_Passage given_

--- begin ---

Notice may be submitted in writing to Cibus Nordic Real Estate AB (publ), Att: Pia-Lena Olofsson, Kungsgatan 56, SE-111 22 Stockholm, Sweden, or by e-mail to [email protected]. The notification shall state the name, personal identification number or company registration number, address, telephone number, number of shares and the number of accompanying advisors, if any. In addition to the notification, shareholders attending by proxy or a representative should attach powers of attorneys, registration certificates and any other documents of authorisation to the company.

Nominee-registered shares

Shareholders whose shares are nominee-registered must, in order to attend the meeting, temporarily re-register the shares in their own name at Euroclear Sweden AB. Such re-registration must be completed on Saturday, 18 April 2020, which means that such re-registration should be requested at the nominee well before Friday, 17 April 2020.

Proxies, etc.

Shareholders represented by a proxy shall issue in writing and date a power of attorney for the proxy holder or, if the right to represent the shareholder's shares is divided between different persons, the proxy holders stating the number of shares represented by each proxy holder. The power of attorney is valid for a maximum of one year after being signed, or during the longer valid time stated in the power of attorney, thus for a maximum of five years. If the power of attorney is issued by a legal person, an authorised copy of the registration certificate or similar should be attached, proving the authority of the issuer of the power of attorney to sign on behalf of the legal person. The original power of attorney and a certificate of registration, if any, should in ample time before the meeting be sent to the Company by post on the above address. A template power of attorney is available at the Company's website www.cibusnordic.com and will be sent to the shareholders that so requests and state their postal address.

Number of shares and votes

There are in total 37,320,000 shares in the Company, representing 37,320,000 votes. The Company does not own any own shares.

Shareholders' right to request information

Upon request by any shareholder and where the board of directors deems it possible without causing significant harm to the Company, the board of directors and the CEO shall, at the meeting, provide information in respect of any circumstances which may affect the assessment of a matter on the agenda and any circumstances which may affect the assessment of the Company's or a subsidiary's financial position or the Company's relationship to other group companies.

--- end ---

_Problem to solve_
Answer these questions using the shareholder meeting notice above.
1. On what date must the temporary re-registration of nominee-registered shares be completed?
2. How many shares in total are there in the Company?
3. What is the longest time a power of attorney can be valid if it states a longer validity time?

Records from a collection:

--- begin ---

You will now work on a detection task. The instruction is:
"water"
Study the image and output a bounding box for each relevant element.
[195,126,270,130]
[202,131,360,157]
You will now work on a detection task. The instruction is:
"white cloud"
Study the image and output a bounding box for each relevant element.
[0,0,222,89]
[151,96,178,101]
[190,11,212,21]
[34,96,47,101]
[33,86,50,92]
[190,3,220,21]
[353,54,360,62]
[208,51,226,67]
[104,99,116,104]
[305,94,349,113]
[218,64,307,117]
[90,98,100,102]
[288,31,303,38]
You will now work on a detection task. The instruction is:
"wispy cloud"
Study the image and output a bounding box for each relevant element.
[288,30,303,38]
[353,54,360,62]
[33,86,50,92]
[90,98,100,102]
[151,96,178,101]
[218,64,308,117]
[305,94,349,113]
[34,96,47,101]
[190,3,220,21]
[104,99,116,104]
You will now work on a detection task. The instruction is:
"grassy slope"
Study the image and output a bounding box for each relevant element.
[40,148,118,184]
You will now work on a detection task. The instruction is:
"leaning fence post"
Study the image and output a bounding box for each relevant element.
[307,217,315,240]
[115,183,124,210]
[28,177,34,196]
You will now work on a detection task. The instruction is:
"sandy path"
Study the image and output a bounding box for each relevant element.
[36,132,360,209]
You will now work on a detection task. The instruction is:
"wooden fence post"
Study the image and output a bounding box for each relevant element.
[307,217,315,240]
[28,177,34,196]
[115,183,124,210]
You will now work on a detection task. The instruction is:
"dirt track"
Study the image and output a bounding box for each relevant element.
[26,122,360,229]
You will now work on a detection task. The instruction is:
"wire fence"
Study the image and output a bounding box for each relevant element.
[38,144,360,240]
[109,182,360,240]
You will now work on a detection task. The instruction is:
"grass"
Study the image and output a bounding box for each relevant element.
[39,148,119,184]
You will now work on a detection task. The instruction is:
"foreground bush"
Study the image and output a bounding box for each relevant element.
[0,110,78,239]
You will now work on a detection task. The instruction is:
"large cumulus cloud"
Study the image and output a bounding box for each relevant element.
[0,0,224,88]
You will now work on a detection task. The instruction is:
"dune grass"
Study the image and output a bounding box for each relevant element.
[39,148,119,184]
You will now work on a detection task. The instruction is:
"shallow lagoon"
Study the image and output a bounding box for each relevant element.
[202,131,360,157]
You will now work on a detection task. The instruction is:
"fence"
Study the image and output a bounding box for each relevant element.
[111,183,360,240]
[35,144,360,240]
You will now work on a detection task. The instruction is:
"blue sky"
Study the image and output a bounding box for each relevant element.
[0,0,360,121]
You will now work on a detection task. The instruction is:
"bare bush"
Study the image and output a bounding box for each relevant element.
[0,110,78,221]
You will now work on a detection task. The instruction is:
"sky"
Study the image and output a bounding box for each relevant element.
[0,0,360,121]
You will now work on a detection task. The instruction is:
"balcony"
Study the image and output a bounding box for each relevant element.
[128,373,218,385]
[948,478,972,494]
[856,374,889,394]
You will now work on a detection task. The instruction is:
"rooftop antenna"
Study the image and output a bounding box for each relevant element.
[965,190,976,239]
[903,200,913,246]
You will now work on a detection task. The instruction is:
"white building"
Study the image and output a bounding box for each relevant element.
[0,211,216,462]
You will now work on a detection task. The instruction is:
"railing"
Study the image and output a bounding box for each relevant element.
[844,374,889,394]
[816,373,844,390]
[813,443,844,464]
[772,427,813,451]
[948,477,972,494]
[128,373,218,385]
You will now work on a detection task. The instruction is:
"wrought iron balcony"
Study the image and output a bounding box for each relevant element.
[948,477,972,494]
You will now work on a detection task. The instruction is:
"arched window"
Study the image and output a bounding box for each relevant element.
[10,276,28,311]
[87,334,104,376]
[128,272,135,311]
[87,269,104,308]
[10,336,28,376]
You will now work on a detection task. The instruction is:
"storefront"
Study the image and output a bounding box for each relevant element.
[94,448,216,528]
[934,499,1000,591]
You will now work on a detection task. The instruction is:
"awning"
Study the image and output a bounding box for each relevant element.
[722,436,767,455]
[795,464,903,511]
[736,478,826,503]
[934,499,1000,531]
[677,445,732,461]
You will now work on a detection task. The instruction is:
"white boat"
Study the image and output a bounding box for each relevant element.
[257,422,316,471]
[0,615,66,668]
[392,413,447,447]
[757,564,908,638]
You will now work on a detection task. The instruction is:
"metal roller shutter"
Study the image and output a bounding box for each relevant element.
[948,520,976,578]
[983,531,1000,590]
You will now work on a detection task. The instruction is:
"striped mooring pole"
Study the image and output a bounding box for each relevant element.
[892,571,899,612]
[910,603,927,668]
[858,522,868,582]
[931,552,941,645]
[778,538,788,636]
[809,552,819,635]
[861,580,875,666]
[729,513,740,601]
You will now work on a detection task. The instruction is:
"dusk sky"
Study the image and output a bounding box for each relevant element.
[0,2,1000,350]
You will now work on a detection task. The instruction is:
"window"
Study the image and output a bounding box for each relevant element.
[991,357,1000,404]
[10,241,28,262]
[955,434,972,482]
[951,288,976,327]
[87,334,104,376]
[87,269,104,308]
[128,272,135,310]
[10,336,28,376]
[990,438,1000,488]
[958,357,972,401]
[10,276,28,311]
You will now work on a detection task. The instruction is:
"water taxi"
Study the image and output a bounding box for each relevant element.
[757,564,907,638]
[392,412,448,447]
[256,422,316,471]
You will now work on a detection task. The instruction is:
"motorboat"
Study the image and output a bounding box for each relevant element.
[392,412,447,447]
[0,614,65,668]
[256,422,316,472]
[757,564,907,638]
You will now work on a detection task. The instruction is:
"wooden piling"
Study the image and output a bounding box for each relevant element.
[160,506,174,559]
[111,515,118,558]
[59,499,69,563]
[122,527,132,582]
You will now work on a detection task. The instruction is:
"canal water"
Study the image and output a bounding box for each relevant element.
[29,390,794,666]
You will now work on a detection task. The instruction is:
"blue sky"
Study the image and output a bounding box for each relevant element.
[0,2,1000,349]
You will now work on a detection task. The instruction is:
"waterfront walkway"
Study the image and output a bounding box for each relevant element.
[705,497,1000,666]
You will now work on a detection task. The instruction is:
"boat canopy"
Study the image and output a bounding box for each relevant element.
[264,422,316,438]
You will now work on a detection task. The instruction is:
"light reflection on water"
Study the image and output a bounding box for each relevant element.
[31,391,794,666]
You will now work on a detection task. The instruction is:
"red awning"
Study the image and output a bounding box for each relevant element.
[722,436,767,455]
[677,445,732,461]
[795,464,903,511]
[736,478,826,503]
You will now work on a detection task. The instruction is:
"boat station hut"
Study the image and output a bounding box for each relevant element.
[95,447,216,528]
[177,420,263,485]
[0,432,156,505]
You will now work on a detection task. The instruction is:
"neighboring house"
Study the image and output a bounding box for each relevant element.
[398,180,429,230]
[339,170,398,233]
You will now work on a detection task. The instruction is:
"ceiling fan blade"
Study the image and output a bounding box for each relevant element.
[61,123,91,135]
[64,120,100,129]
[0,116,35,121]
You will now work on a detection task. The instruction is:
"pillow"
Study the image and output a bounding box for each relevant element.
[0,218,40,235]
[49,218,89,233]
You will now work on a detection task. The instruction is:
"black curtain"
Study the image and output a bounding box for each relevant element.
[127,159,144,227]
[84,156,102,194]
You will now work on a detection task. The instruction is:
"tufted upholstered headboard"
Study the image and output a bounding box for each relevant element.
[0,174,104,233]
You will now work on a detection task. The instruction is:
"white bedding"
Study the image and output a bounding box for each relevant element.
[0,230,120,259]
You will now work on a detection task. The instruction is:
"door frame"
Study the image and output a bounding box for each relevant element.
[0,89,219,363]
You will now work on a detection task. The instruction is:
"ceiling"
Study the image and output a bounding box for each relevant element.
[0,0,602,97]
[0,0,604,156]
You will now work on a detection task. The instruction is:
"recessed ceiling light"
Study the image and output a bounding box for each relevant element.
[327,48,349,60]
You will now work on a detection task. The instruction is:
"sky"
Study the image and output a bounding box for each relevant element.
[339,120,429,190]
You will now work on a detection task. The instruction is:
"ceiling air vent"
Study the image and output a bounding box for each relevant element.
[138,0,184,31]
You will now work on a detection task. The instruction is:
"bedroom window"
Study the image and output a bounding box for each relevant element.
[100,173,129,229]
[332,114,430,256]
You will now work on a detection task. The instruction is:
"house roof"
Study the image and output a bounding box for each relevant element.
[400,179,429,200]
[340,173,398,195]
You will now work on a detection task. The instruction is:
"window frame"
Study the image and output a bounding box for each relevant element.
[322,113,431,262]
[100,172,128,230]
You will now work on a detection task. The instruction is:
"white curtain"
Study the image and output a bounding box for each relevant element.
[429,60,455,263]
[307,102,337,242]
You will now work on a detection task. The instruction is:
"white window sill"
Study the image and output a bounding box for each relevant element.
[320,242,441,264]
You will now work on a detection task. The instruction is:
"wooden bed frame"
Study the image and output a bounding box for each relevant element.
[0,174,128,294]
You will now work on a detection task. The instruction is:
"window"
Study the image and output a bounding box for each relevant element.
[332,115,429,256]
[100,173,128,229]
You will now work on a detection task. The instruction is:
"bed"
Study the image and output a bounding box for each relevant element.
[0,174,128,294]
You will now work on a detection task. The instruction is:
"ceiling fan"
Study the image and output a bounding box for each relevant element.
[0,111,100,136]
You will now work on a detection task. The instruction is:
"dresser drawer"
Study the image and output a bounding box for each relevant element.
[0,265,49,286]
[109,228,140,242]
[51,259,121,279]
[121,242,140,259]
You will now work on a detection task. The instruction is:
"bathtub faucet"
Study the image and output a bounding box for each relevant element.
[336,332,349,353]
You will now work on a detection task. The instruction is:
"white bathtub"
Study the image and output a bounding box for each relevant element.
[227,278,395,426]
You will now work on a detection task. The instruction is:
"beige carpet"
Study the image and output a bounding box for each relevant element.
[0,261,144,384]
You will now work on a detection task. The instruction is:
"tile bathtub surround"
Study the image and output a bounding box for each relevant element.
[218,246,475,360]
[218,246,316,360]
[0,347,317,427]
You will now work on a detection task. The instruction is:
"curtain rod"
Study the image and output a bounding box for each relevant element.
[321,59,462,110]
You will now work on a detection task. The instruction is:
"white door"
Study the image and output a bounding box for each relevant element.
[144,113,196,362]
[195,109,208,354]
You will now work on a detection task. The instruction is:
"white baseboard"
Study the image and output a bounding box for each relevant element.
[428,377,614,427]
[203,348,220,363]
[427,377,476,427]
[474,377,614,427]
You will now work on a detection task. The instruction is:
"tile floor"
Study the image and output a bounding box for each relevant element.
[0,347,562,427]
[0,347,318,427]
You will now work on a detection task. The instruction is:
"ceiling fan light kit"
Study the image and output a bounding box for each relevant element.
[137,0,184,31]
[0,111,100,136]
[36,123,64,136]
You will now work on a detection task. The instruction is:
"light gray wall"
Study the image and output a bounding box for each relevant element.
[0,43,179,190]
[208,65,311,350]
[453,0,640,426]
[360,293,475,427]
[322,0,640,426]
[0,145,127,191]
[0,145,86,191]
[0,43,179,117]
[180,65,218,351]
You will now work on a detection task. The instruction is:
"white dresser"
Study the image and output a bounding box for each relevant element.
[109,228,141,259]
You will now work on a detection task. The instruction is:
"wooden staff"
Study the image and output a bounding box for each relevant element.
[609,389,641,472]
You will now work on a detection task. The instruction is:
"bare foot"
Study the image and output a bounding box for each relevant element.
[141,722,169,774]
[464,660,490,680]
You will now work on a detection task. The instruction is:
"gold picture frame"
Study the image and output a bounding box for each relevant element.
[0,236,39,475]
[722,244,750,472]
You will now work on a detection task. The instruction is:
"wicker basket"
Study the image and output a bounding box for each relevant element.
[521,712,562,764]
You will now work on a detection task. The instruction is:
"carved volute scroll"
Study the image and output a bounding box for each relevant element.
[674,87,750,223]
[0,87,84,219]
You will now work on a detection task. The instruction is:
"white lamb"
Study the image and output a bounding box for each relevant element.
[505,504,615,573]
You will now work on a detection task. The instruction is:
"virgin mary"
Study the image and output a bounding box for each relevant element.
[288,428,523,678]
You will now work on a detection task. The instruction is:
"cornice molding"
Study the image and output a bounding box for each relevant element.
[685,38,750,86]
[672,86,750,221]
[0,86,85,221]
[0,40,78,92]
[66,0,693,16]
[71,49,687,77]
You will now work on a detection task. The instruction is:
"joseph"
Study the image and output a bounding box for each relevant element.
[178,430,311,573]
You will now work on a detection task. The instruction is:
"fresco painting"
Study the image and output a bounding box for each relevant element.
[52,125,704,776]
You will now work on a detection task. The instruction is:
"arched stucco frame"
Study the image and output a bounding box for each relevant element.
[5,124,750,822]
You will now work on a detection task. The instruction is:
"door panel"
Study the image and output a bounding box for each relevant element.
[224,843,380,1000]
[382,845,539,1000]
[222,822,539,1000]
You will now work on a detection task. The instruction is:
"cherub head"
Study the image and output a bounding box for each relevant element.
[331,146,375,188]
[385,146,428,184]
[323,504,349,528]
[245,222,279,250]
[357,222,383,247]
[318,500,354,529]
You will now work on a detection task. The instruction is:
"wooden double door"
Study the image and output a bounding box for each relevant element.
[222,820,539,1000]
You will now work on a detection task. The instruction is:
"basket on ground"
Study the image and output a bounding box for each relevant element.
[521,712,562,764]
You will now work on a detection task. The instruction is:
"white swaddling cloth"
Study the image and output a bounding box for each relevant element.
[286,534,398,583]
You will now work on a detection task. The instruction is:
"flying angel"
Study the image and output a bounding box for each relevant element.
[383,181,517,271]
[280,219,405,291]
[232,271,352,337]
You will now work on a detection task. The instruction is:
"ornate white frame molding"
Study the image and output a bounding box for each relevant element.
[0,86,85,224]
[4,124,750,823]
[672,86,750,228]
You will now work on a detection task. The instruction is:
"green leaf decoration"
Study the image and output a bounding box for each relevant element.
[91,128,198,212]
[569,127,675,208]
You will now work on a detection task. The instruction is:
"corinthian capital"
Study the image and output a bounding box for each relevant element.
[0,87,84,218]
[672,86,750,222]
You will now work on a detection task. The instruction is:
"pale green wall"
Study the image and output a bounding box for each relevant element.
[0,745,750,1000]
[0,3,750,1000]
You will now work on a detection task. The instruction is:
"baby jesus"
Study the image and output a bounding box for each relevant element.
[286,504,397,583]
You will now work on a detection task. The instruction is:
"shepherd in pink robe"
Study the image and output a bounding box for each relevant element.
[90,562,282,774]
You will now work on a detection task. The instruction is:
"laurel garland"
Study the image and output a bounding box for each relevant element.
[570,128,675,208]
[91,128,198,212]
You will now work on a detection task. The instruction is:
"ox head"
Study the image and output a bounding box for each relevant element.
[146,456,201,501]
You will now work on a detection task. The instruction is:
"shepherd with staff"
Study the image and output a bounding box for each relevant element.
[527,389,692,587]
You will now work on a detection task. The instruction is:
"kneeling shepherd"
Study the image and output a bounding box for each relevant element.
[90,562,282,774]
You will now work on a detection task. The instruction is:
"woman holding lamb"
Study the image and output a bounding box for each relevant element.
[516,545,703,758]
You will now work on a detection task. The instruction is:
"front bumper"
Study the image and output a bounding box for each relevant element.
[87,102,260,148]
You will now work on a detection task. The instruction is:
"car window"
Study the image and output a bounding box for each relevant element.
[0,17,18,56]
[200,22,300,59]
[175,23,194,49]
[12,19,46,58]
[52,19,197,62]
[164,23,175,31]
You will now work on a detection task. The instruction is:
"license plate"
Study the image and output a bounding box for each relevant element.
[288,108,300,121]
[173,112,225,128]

--- end ---

_Solution_
1. Saturday, 18 April 2020.
2. 37,320,000 shares.
3. Five years.